# START OF Raw records
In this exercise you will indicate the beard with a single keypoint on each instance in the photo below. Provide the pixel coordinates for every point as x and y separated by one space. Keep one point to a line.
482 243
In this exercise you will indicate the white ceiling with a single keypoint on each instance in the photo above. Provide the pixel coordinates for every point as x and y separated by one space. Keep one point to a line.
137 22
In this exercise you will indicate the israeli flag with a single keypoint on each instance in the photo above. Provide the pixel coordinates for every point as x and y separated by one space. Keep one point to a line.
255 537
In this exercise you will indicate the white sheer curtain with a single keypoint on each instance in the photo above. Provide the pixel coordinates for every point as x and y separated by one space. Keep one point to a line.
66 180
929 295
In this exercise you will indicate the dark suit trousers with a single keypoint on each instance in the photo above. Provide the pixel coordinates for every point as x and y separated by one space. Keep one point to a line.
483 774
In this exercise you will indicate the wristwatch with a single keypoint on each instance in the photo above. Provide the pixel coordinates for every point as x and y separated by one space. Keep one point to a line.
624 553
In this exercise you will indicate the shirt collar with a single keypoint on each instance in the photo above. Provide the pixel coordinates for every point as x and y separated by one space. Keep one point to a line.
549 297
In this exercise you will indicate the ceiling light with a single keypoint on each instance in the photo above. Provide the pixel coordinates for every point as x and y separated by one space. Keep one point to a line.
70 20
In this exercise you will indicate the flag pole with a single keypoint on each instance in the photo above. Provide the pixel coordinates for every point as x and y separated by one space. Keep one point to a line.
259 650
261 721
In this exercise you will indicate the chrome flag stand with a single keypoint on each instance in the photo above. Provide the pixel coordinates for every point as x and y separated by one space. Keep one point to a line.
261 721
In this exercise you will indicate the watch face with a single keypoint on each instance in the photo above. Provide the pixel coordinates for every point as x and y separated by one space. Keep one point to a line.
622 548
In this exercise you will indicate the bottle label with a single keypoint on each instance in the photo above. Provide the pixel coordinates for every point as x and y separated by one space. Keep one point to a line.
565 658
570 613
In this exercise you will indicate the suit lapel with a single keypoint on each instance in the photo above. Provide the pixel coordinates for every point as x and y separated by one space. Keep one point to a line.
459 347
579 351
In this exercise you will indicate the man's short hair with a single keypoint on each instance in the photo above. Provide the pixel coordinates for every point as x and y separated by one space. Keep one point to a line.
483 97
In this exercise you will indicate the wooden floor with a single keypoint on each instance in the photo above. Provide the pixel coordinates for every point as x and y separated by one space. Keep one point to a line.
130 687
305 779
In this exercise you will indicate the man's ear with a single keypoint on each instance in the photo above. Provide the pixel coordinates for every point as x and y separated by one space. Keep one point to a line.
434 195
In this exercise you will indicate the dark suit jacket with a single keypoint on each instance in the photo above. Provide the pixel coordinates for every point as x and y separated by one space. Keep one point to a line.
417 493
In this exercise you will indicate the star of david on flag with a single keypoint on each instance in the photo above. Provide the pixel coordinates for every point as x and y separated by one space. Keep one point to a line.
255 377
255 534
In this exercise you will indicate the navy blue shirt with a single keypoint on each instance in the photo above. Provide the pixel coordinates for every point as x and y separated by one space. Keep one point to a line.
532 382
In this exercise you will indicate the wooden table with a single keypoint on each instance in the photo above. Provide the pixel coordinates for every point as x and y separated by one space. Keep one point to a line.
# END OF Raw records
## Short problem:
Repeat the records above in full, character for character.

## Answer to the task:
In this exercise you will indicate the beard with a single keypoint on each instance in the photo below. Provide the pixel coordinates for every point as x and y separated by one space. Keep one point to a line.
482 243
In this exercise you will indicate the white ceiling with a single keypoint on each instance in the photo above. Provide the pixel coordinates for every point as x and y separated by one space. Keep one point to a line.
137 22
In this exercise you will indicate the israeli flag with a single keypoint on each instance in the photo above. Provide the pixel coordinates for every point as x and y separated by one space. Keep one point to a line.
255 537
In this exercise you will indicate the white sheer curtain with a single keypoint on each instance in the photo above. Provide the pixel coordinates for every point as x and y separated by one space. Keep one point to a line.
66 180
929 295
In this exercise you will indicate the dark suit trousers with a single keypoint on each instance in the photo above. Provide the pixel coordinates for every point as x and y separated by one space. Keep one point to a line.
483 774
In this exercise you will indicate the wristwatch with a single keypoint on each instance in the photo above. Provide the pixel coordinates for every point as x and y separated by one space. Keep one point to a line.
624 553
In this exercise you will indicate the shirt collar with a single keypoint on each instance in the photo above. Provide the pixel coordinates for every point as x and y separated by one space. Keep one point to a line.
549 297
In this exercise you will indicate the ceiling light with a single keypoint on each instance in the photo above. Provide the pixel coordinates for every point as x and y separated by one space. Keep one point to a line.
70 20
In this exercise you will indicate the flag pole with a single keypoint on each instance in the photo above. Provide the pixel coordinates for every point as x and y separated by one space. Keep one point to a line.
259 650
261 721
In this exercise you will indicate the chrome flag stand with a single keypoint on each instance in the photo above. Provide the pixel coordinates for every point as x and y separated by one space. Keep one point to a line.
261 721
In this exercise you will indicate the watch face with a single keypoint on each instance in the photo above. Provide the pixel coordinates for every point as x and y separated by one space. Keep one point to a line.
622 548
In this exercise you will indicate the bottle label with a single keypoint on each instance in the photo above. Provide the pixel coordinates for every point as x and y separated by one space. Keep one point to a line.
565 658
570 613
In this exercise you will indicate the suit lapel with a single keypoint on each instance in the photo above. Provide the pixel coordinates for every point as x and y separated by one space. Keep one point to a line.
459 347
579 351
In this exercise you will indicate the man's short hair with a single keypoint on each instance in the photo above. Provide the pixel coordinates for every point as x and y separated by one space. Keep one point to a line.
483 97
In this exercise you will indicate the wooden floor with a single keypoint on each instance in the photo above. Provide the pixel coordinates for every point as x and y separated by one space. Keep one point to a line.
130 687
305 779
In this exercise you will indicate the man's ear with a single keypoint on each instance in the photo above. Provide the pixel coordinates for every point as x and y separated by one space. Keep one point to a line.
434 195
In this exercise you will indicate the dark suit jacket with a single keypoint on each instance in the photo above. Provide the pixel coordinates for every point as x and y separated by one space. Keep one point to a line.
417 493
In this exercise you will indicate the star of david on flag with a single keypoint on each instance in the photo above. Provide the pixel coordinates for every point as x and y separated by one space. Keep one point to a line.
255 377
255 534
In this exercise you will indicate the navy blue shirt with a single keypoint on each instance in the photo above. Provide the pixel coordinates for every point as x and y separated by one space. Keep one point to a line.
532 382
In this exercise you will indicate the wooden table with a single keypoint on each instance in the photo above. Provide the pixel coordinates for every point as x and y separated by one space. Keep one point to a line.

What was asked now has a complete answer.